Texto citado -
No hay vida sin problemas y conflictos en los ámbitos tanto social, como político, laboral, familiar o personal, que tenemos siempre a la orden del día. No hay grupo o comunidad, de la clase que sea, que no tenga sus problemas. No hay una sola persona, sea de la clase que sea, que no tenga sus problemas grandes o pequeños.

Pero lo malo de todo ello no son los problemas o conflictos, sino la actitud que muchas veces tomamos ante ellos: tomar la actitud de avestruz, “enconcharnos”, cerrar los ojos para no verlos o negarlos cuando estén ahí, es lo mismo que aumentarlos y hacer que su solución se haga imposible. Esta fue la actitud del pueblo de Israel en el tiempo del profeta Jeremías; no quiso ver los graves problemas que le estaban afectando y cayó en manos de los asirios. Por eso, Dios le dice: “Oye, pueblo estúpido y tonto, que tiene ojos y no ve” (Jer. 5, 21). Esta fue la actitud que tenían los fariseos y, por eso, Jesús les dijo: “Tienen ojos y no ven” (Mc. 8, 18). No hay peor ciego que el que no quiere ver. No hay peor actitud ante los problemas que nos puedan venir que la de pretender esconderlos. Es el no querer responsabilizarnos ante las dificultades que se nos presentan en el diario acontecer.

Datos proporcionados -
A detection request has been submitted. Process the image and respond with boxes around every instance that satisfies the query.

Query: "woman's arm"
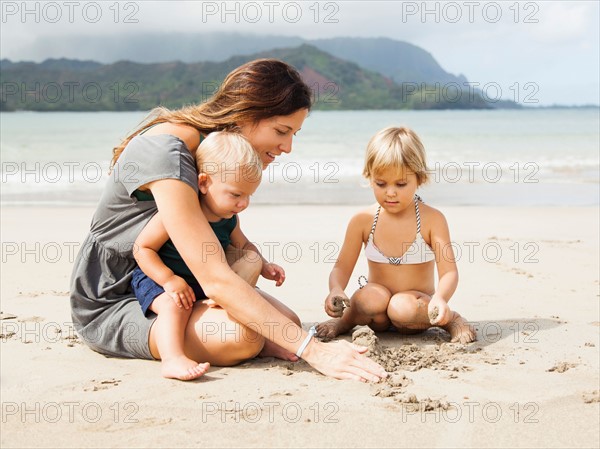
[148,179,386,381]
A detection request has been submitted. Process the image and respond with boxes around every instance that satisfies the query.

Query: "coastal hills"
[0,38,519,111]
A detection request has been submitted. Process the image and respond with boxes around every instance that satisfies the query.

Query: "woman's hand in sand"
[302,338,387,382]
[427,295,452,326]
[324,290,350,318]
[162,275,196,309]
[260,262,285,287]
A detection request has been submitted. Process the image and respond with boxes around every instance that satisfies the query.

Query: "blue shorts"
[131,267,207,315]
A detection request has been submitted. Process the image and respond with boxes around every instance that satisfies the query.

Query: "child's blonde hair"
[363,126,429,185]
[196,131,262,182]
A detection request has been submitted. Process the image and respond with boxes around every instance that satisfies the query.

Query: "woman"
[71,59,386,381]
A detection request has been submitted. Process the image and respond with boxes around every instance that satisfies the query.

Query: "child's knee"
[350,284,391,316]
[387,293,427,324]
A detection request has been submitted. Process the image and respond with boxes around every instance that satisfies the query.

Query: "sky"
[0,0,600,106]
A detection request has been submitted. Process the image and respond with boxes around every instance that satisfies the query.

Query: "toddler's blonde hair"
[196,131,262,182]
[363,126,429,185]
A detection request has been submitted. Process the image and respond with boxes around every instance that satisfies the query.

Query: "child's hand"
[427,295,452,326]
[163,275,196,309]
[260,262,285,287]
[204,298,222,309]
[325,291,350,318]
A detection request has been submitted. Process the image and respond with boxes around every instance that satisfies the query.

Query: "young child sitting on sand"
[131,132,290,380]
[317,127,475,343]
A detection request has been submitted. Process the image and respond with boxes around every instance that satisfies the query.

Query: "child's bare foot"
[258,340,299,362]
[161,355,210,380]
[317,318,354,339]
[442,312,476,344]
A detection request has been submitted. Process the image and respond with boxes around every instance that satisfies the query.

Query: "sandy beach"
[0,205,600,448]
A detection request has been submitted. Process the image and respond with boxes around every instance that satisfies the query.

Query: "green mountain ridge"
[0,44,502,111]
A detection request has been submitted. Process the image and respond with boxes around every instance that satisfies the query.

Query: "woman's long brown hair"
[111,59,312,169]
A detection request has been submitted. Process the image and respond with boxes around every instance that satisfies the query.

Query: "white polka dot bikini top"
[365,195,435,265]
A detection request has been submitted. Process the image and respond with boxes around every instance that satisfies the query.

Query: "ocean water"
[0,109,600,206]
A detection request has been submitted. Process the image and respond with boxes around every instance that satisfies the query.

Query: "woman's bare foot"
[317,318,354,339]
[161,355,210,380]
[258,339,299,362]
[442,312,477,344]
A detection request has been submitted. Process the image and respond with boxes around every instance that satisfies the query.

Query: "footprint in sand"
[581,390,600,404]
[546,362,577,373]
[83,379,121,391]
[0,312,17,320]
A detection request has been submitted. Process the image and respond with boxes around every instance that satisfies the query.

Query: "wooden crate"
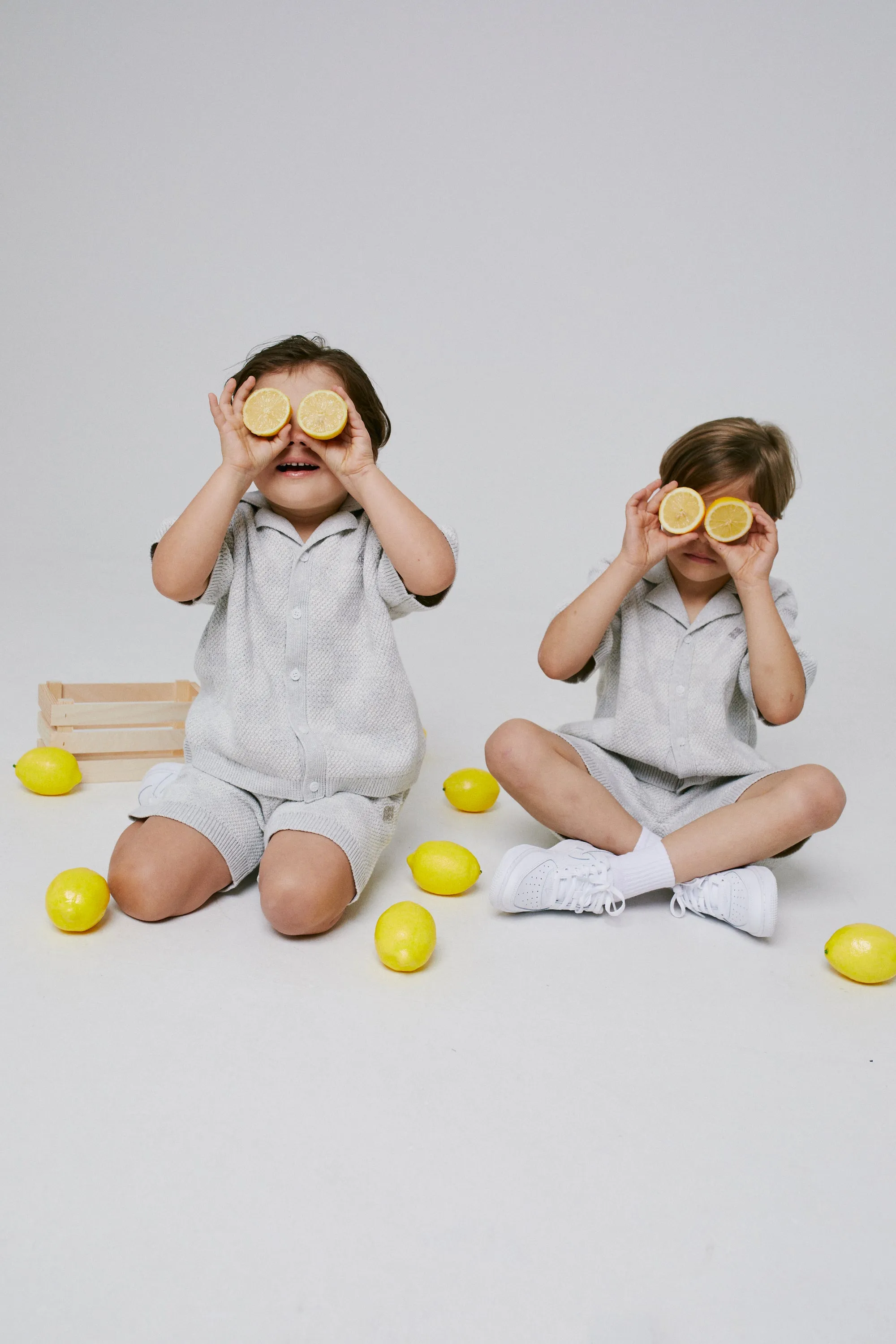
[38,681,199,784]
...
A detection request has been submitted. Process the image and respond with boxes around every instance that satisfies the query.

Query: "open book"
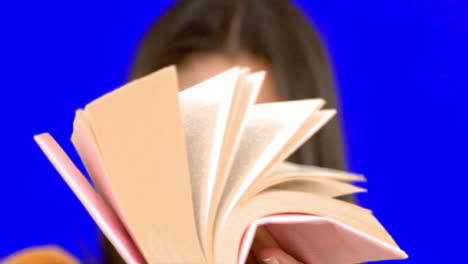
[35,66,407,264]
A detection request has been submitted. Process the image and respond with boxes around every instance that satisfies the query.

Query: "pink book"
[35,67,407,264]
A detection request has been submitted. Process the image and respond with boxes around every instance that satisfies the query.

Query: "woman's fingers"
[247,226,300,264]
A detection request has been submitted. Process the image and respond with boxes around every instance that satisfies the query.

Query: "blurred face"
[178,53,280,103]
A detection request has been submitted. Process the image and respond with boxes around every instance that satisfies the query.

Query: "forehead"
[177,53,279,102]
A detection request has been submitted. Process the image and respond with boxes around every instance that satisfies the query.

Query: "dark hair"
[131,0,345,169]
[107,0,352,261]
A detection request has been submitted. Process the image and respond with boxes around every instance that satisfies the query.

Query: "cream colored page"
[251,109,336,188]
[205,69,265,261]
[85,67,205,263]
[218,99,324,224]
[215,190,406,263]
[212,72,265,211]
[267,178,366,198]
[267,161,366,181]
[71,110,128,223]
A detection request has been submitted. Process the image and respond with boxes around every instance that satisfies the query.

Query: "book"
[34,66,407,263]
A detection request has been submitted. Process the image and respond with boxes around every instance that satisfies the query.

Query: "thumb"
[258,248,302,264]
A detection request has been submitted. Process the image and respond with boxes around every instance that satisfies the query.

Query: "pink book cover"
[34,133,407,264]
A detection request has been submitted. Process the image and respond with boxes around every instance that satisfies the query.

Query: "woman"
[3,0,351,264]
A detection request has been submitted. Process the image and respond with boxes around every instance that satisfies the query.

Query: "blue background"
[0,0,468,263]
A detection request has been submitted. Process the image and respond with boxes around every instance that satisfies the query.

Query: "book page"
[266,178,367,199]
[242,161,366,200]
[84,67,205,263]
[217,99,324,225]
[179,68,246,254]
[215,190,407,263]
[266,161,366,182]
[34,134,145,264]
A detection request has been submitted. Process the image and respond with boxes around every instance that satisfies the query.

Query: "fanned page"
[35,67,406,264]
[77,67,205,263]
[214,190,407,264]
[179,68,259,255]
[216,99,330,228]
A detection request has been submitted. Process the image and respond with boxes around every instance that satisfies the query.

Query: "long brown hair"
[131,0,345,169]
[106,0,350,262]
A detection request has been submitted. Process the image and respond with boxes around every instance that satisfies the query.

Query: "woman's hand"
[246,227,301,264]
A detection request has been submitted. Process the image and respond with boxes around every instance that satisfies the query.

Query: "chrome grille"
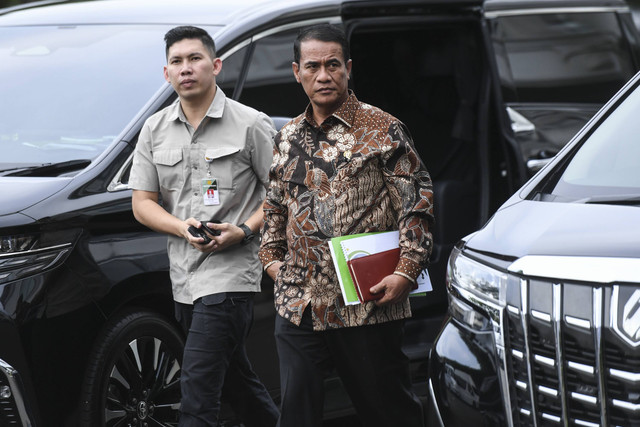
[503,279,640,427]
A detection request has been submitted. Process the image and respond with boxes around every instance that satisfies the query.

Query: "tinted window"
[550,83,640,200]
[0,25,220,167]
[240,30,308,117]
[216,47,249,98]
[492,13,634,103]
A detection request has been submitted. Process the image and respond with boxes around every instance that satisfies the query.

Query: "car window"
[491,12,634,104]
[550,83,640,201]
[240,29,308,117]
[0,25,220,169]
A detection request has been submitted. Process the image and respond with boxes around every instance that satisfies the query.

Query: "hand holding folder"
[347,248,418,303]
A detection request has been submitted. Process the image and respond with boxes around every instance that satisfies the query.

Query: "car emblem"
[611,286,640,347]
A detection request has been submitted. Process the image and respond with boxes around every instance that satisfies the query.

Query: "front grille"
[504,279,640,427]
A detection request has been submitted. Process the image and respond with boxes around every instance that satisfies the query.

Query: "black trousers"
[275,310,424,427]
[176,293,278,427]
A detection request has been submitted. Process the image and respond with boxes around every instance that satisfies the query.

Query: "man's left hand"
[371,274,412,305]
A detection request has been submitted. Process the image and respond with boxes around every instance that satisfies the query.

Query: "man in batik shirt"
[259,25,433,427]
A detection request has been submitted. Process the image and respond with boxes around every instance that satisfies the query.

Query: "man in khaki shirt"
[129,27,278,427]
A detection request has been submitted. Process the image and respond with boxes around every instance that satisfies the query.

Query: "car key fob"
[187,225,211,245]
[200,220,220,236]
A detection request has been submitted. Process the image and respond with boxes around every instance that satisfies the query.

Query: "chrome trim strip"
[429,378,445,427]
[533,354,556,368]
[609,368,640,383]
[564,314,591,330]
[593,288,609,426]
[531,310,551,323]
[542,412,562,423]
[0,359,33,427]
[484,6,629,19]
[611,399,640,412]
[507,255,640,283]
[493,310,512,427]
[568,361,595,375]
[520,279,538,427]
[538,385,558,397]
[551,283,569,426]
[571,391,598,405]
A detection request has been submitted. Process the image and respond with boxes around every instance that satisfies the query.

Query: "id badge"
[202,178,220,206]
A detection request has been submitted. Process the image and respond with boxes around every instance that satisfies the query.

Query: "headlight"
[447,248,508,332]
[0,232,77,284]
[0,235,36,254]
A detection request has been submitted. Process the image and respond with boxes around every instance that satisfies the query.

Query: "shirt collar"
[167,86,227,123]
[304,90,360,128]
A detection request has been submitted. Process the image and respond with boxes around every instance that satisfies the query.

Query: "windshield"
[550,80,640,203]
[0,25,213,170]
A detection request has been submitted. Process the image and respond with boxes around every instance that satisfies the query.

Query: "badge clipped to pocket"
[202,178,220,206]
...
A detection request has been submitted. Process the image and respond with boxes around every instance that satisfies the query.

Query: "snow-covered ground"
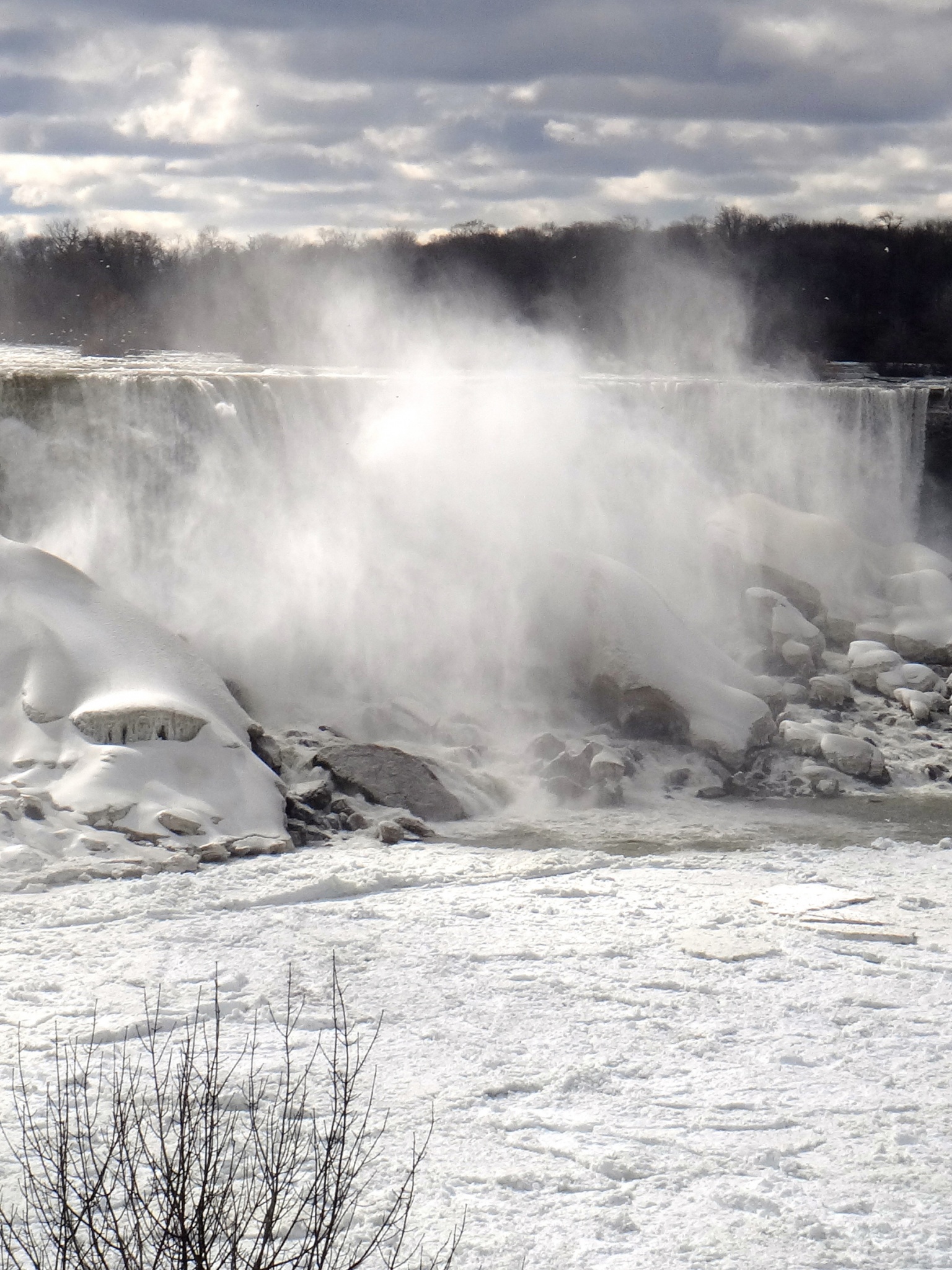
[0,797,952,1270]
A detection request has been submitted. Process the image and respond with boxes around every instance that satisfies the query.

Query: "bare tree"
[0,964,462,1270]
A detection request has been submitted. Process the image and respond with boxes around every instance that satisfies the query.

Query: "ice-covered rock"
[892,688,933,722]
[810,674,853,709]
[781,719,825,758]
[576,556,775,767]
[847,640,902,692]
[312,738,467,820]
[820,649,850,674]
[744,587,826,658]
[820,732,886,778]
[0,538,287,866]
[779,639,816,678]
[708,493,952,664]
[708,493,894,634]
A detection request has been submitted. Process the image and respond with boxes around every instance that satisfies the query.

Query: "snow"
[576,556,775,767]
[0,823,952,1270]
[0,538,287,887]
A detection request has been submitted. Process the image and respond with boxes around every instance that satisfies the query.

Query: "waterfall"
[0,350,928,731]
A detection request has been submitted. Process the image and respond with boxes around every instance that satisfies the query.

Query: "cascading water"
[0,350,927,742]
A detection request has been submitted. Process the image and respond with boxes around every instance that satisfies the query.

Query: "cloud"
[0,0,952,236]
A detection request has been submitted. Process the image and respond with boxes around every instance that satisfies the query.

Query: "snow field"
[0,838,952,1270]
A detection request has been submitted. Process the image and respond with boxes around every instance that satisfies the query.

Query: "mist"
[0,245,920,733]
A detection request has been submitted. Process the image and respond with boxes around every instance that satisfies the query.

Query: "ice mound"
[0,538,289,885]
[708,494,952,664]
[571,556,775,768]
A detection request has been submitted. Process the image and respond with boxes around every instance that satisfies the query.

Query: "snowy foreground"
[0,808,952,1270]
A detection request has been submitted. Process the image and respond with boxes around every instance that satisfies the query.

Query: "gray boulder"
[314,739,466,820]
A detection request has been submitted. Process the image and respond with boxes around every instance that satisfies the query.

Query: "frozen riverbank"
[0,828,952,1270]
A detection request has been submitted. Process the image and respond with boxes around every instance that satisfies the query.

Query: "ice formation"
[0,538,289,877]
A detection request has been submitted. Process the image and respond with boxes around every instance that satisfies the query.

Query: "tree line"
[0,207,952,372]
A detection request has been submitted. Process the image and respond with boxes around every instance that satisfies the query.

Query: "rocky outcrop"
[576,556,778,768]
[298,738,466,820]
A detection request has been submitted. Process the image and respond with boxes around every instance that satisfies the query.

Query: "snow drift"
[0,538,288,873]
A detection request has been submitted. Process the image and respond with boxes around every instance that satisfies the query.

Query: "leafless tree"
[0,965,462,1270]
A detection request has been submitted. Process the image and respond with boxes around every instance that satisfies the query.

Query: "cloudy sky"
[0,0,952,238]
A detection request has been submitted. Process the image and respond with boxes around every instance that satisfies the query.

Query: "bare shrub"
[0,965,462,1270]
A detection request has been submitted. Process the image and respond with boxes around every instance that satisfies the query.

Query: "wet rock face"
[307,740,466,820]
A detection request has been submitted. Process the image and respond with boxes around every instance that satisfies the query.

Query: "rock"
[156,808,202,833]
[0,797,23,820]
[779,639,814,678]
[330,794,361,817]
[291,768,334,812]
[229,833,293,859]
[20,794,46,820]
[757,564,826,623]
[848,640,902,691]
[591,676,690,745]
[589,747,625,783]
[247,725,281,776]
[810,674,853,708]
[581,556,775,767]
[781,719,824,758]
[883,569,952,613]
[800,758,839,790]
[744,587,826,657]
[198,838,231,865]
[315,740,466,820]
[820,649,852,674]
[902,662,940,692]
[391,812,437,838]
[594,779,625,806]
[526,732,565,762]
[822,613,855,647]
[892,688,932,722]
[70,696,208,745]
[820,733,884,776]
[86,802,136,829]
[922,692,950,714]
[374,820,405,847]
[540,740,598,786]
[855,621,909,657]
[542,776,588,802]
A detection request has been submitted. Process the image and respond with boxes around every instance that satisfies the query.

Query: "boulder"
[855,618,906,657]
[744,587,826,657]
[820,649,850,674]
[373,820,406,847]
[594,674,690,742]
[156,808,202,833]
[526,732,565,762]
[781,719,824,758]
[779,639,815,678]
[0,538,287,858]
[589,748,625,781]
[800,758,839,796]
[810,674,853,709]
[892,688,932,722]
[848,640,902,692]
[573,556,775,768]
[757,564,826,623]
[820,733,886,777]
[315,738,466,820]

Tareas -
**A)** Contesta estas preguntas sobre el texto de los problemas y pon cada respuesta aparte, con la misma marca:
(i) ¿En qué ámbitos dice el texto que hay problemas y conflictos?
(ii) ¿En manos de quién cayó el pueblo de Israel?
(iii) ¿A quiénes les dijo Jesús "Tienen ojos y no ven"?
**B)** Copia del texto de los problemas el trozo que empieza con "Pero lo malo" y sigue hasta "el diario acontecer.".

Respuestas -
**A)**
(i) En el social, el político, el laboral, el familiar y el personal.
(ii) En manos de los asirios.
(iii) A los fariseos.

**B)**
Pero lo malo de todo ello no son los problemas o conflictos, sino la actitud que muchas veces tomamos ante ellos: tomar la actitud de avestruz, “enconcharnos”, cerrar los ojos para no verlos o negarlos cuando estén ahí, es lo mismo que aumentarlos y hacer que su solución se haga imposible. Esta fue la actitud del pueblo de Israel en el tiempo del profeta Jeremías; no quiso ver los graves problemas que le estaban afectando y cayó en manos de los asirios. Por eso, Dios le dice: “Oye, pueblo estúpido y tonto, que tiene ojos y no ve” (Jer. 5, 21). Esta fue la actitud que tenían los fariseos y, por eso, Jesús les dijo: “Tienen ojos y no ven” (Mc. 8, 18). No hay peor ciego que el que no quiere ver. No hay peor actitud ante los problemas que nos puedan venir que la de pretender esconderlos. Es el no querer responsabilizarnos ante las dificultades que se nos presentan en el diario acontecer.